# Entries provided:
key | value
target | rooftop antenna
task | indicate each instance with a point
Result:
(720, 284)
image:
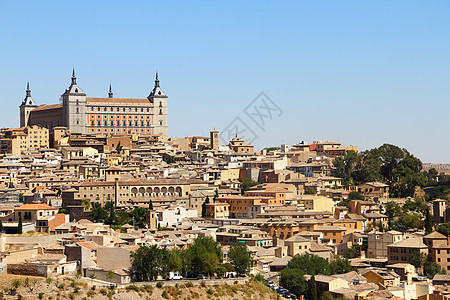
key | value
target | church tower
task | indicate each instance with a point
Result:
(159, 101)
(26, 107)
(74, 107)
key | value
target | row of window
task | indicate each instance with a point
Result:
(119, 123)
(109, 108)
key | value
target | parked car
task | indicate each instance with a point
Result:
(230, 275)
(175, 276)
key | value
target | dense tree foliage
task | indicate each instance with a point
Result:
(388, 163)
(294, 281)
(406, 216)
(292, 277)
(117, 217)
(444, 229)
(240, 257)
(204, 256)
(417, 259)
(430, 269)
(311, 292)
(149, 262)
(247, 183)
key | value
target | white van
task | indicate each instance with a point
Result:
(175, 276)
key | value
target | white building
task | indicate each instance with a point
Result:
(174, 215)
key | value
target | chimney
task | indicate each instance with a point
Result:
(275, 239)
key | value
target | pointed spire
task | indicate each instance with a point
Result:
(28, 90)
(156, 80)
(110, 94)
(74, 79)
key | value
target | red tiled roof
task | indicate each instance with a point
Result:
(37, 206)
(47, 107)
(118, 101)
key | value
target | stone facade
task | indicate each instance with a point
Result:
(110, 116)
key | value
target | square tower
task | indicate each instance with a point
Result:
(74, 107)
(159, 101)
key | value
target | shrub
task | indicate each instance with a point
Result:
(132, 288)
(259, 278)
(148, 288)
(16, 283)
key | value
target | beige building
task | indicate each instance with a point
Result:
(377, 242)
(399, 252)
(161, 191)
(33, 212)
(218, 210)
(18, 140)
(107, 115)
(238, 145)
(316, 203)
(297, 245)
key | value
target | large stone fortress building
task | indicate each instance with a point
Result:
(99, 115)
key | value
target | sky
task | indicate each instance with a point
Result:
(361, 73)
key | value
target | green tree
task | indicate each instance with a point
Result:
(175, 263)
(19, 226)
(428, 222)
(247, 183)
(204, 255)
(138, 214)
(110, 275)
(311, 293)
(204, 206)
(98, 213)
(294, 280)
(310, 264)
(240, 257)
(444, 229)
(355, 196)
(110, 213)
(345, 165)
(149, 262)
(340, 266)
(431, 268)
(417, 259)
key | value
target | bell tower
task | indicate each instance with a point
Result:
(159, 101)
(26, 107)
(74, 107)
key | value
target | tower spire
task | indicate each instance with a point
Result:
(74, 79)
(110, 94)
(28, 89)
(156, 80)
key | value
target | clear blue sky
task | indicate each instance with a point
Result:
(361, 73)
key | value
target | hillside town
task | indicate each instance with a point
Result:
(90, 204)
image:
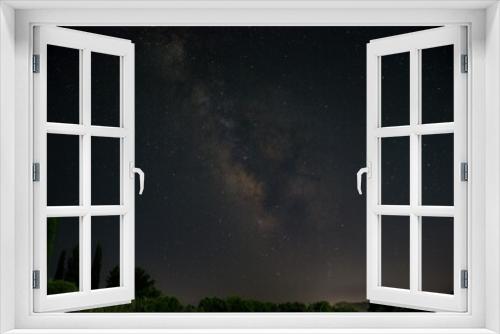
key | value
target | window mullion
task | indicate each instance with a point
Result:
(85, 229)
(414, 172)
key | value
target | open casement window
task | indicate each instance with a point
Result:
(83, 170)
(417, 170)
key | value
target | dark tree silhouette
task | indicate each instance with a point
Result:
(96, 267)
(212, 304)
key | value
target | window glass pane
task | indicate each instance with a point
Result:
(437, 254)
(105, 89)
(63, 170)
(395, 167)
(105, 171)
(396, 251)
(395, 89)
(63, 260)
(437, 170)
(437, 84)
(105, 252)
(63, 84)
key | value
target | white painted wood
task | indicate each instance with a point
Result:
(414, 43)
(7, 167)
(366, 14)
(86, 297)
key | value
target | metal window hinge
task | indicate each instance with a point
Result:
(464, 279)
(465, 63)
(36, 64)
(36, 172)
(36, 279)
(464, 171)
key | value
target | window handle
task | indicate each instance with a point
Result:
(359, 174)
(134, 170)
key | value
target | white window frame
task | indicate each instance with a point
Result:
(413, 44)
(17, 18)
(85, 43)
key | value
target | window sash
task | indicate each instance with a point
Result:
(85, 297)
(413, 43)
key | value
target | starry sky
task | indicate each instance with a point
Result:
(250, 138)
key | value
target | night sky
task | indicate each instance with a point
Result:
(250, 138)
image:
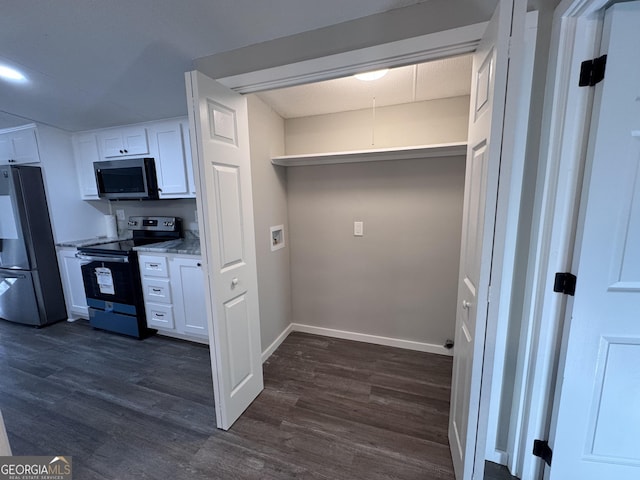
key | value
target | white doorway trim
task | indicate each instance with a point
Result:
(419, 49)
(567, 110)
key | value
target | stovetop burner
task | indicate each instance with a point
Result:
(145, 230)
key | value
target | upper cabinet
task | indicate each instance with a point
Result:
(166, 141)
(123, 142)
(169, 146)
(85, 152)
(19, 145)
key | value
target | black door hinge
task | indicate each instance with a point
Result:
(565, 282)
(541, 449)
(592, 71)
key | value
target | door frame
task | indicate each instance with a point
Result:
(414, 50)
(576, 32)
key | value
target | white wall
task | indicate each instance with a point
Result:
(270, 209)
(412, 21)
(71, 217)
(420, 123)
(400, 279)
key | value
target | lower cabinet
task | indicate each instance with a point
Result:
(174, 295)
(72, 284)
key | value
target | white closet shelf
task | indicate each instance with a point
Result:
(373, 155)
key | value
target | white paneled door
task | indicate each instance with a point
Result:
(486, 116)
(597, 415)
(221, 159)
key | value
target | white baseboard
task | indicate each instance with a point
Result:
(362, 337)
(276, 343)
(498, 456)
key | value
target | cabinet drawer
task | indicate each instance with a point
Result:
(153, 266)
(160, 316)
(156, 290)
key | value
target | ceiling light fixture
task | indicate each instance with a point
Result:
(11, 74)
(370, 76)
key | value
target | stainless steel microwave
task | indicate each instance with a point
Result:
(132, 179)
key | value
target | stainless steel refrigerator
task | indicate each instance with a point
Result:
(30, 286)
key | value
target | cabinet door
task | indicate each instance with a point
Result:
(111, 143)
(85, 152)
(167, 147)
(72, 283)
(187, 275)
(160, 316)
(135, 141)
(124, 142)
(19, 146)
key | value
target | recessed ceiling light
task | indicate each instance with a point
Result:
(370, 76)
(11, 74)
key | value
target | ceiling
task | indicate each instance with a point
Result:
(97, 63)
(450, 77)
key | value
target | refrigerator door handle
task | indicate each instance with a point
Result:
(12, 275)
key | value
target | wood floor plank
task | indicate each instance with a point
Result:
(126, 409)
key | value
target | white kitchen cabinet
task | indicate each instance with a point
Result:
(85, 152)
(169, 146)
(167, 141)
(174, 296)
(72, 284)
(19, 145)
(123, 142)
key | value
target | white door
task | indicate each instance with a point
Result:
(220, 145)
(597, 414)
(488, 92)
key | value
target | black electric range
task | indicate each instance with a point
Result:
(111, 276)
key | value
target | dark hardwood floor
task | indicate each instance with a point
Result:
(129, 409)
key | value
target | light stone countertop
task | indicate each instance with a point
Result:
(183, 246)
(90, 241)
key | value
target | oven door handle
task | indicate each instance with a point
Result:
(97, 258)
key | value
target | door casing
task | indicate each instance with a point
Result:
(419, 49)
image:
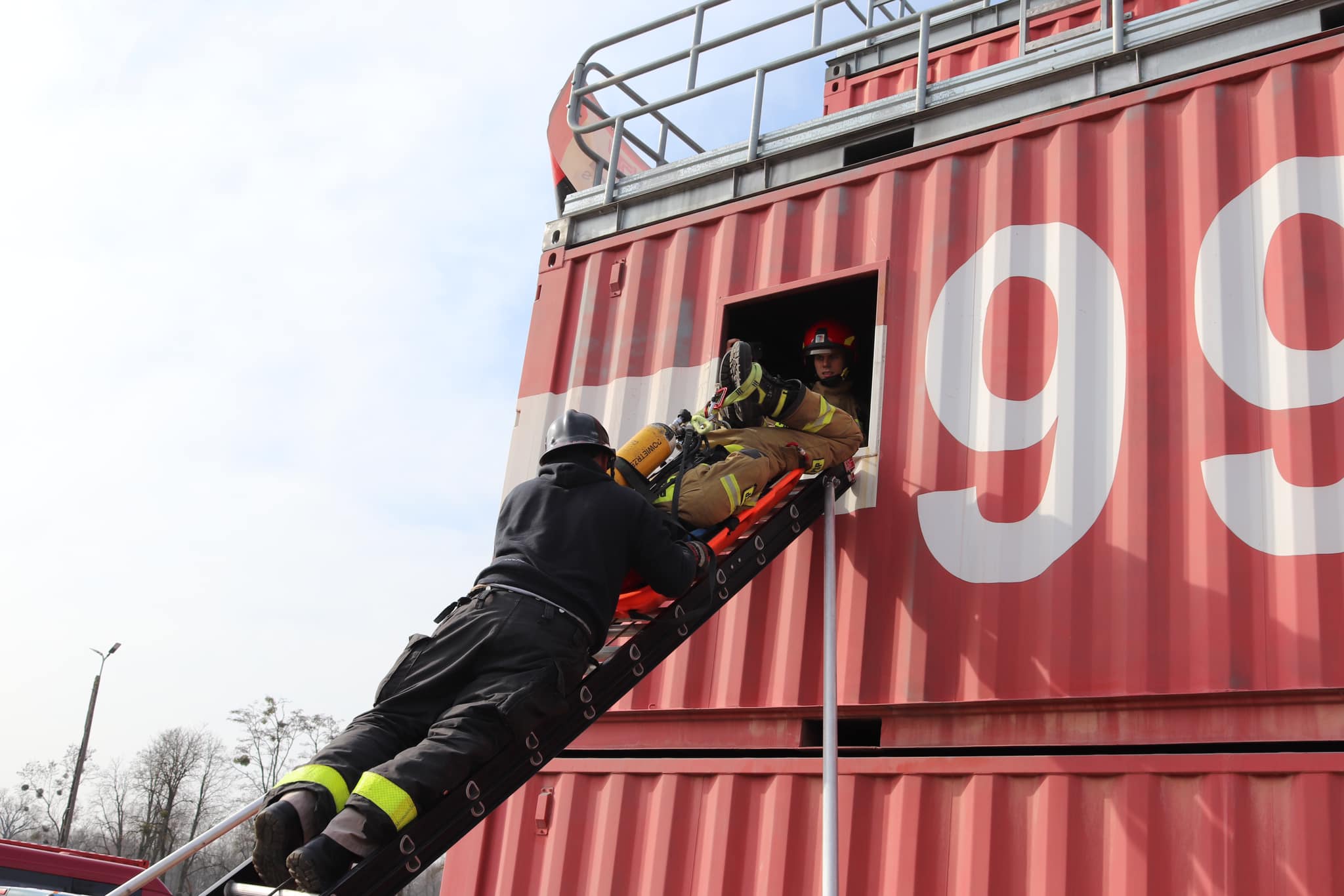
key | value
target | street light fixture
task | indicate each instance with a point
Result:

# Goal of the exercise:
From the entries above, pull out each line that includes "white".

# Answer for this exercise:
target | white van
target | white building
target | white painted wood
target | white window frame
target | white doorway trim
target | white wall
target | white closet shelf
target | white paneled door
target | white baseboard
target | white kitchen cabinet
target | white door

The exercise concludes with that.